List every line in the rows below that contains the string "ground", copying each line in full. Only matches with the same letter case count.

====== Provided data ======

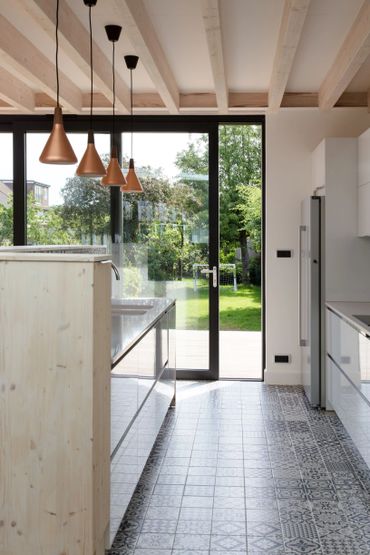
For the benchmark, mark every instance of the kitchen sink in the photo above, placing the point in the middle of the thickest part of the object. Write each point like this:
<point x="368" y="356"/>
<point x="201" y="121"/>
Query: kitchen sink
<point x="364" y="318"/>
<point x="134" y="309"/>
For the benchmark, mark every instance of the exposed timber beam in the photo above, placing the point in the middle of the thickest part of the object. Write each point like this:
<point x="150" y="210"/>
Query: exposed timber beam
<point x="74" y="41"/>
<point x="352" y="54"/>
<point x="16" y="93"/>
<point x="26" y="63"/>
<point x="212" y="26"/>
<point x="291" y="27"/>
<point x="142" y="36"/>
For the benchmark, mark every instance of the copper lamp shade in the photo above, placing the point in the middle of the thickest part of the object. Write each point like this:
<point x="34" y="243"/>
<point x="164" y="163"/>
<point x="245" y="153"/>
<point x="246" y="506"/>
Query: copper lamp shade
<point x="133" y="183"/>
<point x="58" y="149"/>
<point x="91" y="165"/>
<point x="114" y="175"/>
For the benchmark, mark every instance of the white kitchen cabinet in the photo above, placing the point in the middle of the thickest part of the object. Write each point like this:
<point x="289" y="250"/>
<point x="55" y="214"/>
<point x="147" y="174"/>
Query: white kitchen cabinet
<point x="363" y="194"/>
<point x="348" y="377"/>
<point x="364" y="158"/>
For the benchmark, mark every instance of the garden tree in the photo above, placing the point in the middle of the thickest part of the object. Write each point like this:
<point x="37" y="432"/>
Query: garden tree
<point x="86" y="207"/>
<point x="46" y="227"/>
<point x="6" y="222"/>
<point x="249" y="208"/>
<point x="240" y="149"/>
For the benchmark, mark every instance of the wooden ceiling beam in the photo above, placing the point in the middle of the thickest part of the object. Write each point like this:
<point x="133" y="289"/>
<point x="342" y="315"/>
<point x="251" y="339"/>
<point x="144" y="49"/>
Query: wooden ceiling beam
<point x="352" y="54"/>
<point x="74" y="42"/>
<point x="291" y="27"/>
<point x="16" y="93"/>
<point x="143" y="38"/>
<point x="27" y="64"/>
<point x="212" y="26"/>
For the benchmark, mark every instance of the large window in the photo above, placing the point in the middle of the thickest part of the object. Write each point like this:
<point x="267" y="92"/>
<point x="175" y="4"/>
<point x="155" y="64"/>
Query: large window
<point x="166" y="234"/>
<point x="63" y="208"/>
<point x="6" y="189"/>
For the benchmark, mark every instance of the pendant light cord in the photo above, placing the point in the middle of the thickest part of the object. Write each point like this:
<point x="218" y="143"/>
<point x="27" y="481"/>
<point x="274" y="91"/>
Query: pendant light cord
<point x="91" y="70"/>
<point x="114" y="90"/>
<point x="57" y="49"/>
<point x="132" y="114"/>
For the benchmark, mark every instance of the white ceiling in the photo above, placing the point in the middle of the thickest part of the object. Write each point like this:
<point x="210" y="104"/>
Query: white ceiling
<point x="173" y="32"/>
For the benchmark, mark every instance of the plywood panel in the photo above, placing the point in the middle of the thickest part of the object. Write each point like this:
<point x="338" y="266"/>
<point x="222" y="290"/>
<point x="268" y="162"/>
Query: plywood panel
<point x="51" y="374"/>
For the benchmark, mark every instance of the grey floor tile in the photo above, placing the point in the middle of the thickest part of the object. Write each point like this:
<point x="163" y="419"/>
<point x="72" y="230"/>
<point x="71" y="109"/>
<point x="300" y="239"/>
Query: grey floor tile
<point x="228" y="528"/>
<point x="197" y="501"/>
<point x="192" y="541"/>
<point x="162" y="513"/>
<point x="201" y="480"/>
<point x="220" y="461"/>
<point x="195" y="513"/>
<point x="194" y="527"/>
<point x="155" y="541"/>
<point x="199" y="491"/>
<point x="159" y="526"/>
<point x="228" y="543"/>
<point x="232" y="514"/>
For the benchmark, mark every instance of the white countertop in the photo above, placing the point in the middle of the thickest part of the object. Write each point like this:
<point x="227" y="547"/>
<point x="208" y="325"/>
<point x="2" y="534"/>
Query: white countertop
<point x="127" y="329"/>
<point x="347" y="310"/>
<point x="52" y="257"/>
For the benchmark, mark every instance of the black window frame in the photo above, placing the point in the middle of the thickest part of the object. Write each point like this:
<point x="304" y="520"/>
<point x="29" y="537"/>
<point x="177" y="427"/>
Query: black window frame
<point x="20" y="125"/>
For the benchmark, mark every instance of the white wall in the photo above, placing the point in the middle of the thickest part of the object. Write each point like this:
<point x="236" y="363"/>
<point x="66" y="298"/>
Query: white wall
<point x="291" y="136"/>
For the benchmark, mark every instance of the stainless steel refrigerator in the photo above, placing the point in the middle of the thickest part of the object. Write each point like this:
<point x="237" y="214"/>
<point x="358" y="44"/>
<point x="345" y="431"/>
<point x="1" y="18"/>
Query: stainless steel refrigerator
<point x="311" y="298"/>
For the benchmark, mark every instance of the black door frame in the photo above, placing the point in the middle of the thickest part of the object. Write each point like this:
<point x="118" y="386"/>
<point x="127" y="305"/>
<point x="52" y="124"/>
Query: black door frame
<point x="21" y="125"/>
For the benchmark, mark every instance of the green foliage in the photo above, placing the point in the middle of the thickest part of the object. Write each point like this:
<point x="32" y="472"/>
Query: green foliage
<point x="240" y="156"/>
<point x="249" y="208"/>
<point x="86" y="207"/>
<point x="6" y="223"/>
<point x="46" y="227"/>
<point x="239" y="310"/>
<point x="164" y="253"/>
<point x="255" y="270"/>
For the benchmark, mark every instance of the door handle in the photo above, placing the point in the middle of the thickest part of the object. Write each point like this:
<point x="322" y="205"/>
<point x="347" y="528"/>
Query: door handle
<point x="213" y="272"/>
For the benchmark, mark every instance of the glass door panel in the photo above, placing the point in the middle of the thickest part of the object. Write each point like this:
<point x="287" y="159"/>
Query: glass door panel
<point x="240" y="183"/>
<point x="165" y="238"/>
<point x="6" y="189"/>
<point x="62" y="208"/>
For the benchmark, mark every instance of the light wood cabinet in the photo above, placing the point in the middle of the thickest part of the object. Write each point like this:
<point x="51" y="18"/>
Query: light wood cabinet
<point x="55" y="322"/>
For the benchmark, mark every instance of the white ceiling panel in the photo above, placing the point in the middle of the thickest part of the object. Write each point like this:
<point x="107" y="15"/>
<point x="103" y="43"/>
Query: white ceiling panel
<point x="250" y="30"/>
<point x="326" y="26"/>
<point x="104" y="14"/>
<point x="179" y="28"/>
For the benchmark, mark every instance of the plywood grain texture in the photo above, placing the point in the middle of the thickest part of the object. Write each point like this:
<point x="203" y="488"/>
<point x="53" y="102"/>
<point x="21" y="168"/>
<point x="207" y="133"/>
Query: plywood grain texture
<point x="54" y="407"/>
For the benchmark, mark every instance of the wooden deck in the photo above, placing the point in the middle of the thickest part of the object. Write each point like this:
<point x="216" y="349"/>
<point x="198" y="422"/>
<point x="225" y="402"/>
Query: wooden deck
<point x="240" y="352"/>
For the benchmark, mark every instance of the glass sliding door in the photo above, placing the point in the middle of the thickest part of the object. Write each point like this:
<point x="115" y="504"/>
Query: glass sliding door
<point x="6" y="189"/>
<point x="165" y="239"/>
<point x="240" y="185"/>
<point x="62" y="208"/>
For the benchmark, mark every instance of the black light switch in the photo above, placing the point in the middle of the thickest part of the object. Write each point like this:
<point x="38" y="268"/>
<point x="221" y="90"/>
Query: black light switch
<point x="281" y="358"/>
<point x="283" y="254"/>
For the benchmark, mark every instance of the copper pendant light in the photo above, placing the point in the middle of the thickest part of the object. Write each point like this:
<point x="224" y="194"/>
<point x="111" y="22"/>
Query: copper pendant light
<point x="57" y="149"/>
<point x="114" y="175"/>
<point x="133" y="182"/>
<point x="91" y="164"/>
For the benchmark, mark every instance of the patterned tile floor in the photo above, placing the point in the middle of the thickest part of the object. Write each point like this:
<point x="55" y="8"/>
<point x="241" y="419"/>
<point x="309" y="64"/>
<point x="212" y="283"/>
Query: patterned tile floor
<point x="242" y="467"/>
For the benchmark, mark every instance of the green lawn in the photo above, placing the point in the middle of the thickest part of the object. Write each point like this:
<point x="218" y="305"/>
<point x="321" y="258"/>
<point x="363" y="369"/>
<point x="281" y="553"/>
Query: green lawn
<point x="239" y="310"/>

======
====== Provided data ======

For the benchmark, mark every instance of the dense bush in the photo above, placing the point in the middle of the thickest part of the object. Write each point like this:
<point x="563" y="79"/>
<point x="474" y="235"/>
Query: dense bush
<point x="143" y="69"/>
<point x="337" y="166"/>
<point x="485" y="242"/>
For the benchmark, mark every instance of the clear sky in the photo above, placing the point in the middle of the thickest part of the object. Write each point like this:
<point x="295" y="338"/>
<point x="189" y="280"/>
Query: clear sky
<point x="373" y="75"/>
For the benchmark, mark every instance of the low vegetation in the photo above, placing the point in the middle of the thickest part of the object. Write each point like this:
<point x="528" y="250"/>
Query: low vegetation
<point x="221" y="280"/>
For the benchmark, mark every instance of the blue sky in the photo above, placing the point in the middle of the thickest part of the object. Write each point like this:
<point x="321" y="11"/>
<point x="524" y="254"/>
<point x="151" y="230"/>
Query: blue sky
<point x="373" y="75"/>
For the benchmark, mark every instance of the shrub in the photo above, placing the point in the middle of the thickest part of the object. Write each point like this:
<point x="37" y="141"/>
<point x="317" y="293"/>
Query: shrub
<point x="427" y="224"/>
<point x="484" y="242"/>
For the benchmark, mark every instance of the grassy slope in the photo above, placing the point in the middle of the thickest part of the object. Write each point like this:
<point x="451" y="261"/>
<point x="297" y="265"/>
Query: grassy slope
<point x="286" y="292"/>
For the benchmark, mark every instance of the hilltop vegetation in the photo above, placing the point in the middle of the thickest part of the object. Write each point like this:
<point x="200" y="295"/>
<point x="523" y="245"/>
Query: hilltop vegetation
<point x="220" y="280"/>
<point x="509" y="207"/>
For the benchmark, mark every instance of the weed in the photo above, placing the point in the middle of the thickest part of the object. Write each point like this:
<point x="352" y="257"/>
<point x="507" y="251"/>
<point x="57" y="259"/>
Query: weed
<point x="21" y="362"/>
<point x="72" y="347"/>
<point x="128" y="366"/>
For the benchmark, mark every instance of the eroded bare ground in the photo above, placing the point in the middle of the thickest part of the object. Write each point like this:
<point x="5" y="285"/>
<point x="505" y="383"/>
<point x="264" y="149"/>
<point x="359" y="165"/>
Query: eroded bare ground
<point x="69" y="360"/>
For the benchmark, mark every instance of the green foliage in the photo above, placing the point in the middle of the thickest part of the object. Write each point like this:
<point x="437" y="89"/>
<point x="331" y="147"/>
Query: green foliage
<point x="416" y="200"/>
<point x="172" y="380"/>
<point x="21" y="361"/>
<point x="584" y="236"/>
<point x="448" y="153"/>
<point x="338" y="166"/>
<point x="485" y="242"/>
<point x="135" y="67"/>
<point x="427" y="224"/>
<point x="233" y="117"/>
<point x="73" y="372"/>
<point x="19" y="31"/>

======

● **Exercise result**
For the benchmark, mark every instance of the eroded bare ground in the photo above, placing the point in the middle of the thickest part of the object. Write each point like this:
Query: eroded bare ground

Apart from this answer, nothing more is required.